▶ **What the task asks**: Transcribe the material below exactly as it appears.
# start of Task input
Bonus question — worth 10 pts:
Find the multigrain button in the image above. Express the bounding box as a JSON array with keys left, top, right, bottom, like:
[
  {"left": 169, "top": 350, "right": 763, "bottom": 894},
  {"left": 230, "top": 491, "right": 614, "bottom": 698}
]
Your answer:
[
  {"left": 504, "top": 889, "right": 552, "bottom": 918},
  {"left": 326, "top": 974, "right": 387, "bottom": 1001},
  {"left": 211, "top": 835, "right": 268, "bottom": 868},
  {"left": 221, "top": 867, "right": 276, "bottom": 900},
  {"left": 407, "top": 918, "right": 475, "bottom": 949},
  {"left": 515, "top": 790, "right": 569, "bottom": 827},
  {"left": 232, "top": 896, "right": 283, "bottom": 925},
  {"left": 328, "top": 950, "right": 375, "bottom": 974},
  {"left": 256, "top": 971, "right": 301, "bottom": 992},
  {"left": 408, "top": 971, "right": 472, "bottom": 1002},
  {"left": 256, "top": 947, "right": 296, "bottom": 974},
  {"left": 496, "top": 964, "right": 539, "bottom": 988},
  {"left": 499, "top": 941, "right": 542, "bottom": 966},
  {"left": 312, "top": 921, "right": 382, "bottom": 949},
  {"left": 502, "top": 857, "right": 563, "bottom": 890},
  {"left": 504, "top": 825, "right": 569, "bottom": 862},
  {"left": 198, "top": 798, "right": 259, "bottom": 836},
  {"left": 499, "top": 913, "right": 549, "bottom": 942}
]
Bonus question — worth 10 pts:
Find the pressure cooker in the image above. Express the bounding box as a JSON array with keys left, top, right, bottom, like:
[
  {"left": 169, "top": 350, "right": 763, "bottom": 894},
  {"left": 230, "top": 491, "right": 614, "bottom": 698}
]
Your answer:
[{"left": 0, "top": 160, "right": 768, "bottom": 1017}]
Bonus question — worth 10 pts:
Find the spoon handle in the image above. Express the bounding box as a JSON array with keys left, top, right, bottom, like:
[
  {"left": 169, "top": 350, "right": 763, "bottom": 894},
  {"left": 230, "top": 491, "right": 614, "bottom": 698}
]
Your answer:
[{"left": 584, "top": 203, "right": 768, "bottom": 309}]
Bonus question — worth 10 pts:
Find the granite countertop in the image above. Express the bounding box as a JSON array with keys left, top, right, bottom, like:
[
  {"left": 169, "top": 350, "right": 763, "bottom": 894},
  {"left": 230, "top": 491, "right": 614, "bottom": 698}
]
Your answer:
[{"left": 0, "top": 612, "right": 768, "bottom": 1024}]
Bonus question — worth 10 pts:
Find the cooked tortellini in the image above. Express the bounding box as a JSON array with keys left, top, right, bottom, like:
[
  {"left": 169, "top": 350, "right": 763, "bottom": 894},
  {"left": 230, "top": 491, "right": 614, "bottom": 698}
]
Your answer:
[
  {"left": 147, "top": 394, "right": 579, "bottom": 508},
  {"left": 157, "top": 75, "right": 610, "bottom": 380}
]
# end of Task input
▶ **Finished answer**:
Bonus question — worth 10 pts:
Find the multigrain button in the image above. Express the bounding box as a JSON array with keys left, top, right, bottom, like:
[
  {"left": 169, "top": 350, "right": 763, "bottom": 894},
  {"left": 230, "top": 491, "right": 614, "bottom": 698}
]
Your answer:
[
  {"left": 504, "top": 889, "right": 552, "bottom": 918},
  {"left": 326, "top": 974, "right": 387, "bottom": 1001},
  {"left": 211, "top": 835, "right": 268, "bottom": 868},
  {"left": 221, "top": 867, "right": 276, "bottom": 900},
  {"left": 407, "top": 918, "right": 475, "bottom": 949},
  {"left": 515, "top": 790, "right": 569, "bottom": 827},
  {"left": 232, "top": 896, "right": 283, "bottom": 925},
  {"left": 328, "top": 950, "right": 375, "bottom": 974},
  {"left": 256, "top": 971, "right": 301, "bottom": 992},
  {"left": 408, "top": 971, "right": 472, "bottom": 1002},
  {"left": 256, "top": 947, "right": 296, "bottom": 974},
  {"left": 496, "top": 964, "right": 539, "bottom": 988},
  {"left": 499, "top": 941, "right": 542, "bottom": 966},
  {"left": 312, "top": 921, "right": 382, "bottom": 949},
  {"left": 502, "top": 857, "right": 563, "bottom": 890},
  {"left": 504, "top": 825, "right": 569, "bottom": 862},
  {"left": 198, "top": 798, "right": 259, "bottom": 836},
  {"left": 499, "top": 913, "right": 549, "bottom": 942}
]
Bonus question — worth 10 pts:
Find the pressure cooker in the image above. Express the bounding box as a JSON array with keys left, top, right, bottom, like:
[
  {"left": 169, "top": 350, "right": 763, "bottom": 894},
  {"left": 230, "top": 491, "right": 614, "bottom": 698}
]
Your answer:
[{"left": 0, "top": 160, "right": 768, "bottom": 1017}]
Bonus question — worth 10 pts:
Find the spoon handle in the image above. Express the bounding box as a JSON array with keys left, top, right, bottom, like:
[
  {"left": 169, "top": 350, "right": 763, "bottom": 894},
  {"left": 230, "top": 491, "right": 614, "bottom": 698}
]
Your answer:
[{"left": 584, "top": 203, "right": 768, "bottom": 309}]
Bonus question — worth 10 pts:
Find the granite countertop in the image above. Express the bounding box as a JSON array with keys left, top, right, bottom, like:
[
  {"left": 169, "top": 350, "right": 763, "bottom": 894},
  {"left": 230, "top": 491, "right": 614, "bottom": 698}
]
Your answer:
[{"left": 0, "top": 612, "right": 768, "bottom": 1024}]
Bonus question — worth 10 pts:
Find the cooked tortellini in the image above. Express the bounding box as a JSON array with keys left, top, right, bottom, like:
[
  {"left": 169, "top": 350, "right": 763, "bottom": 894},
  {"left": 230, "top": 491, "right": 614, "bottom": 698}
]
Your answer:
[
  {"left": 147, "top": 394, "right": 579, "bottom": 508},
  {"left": 157, "top": 75, "right": 610, "bottom": 380}
]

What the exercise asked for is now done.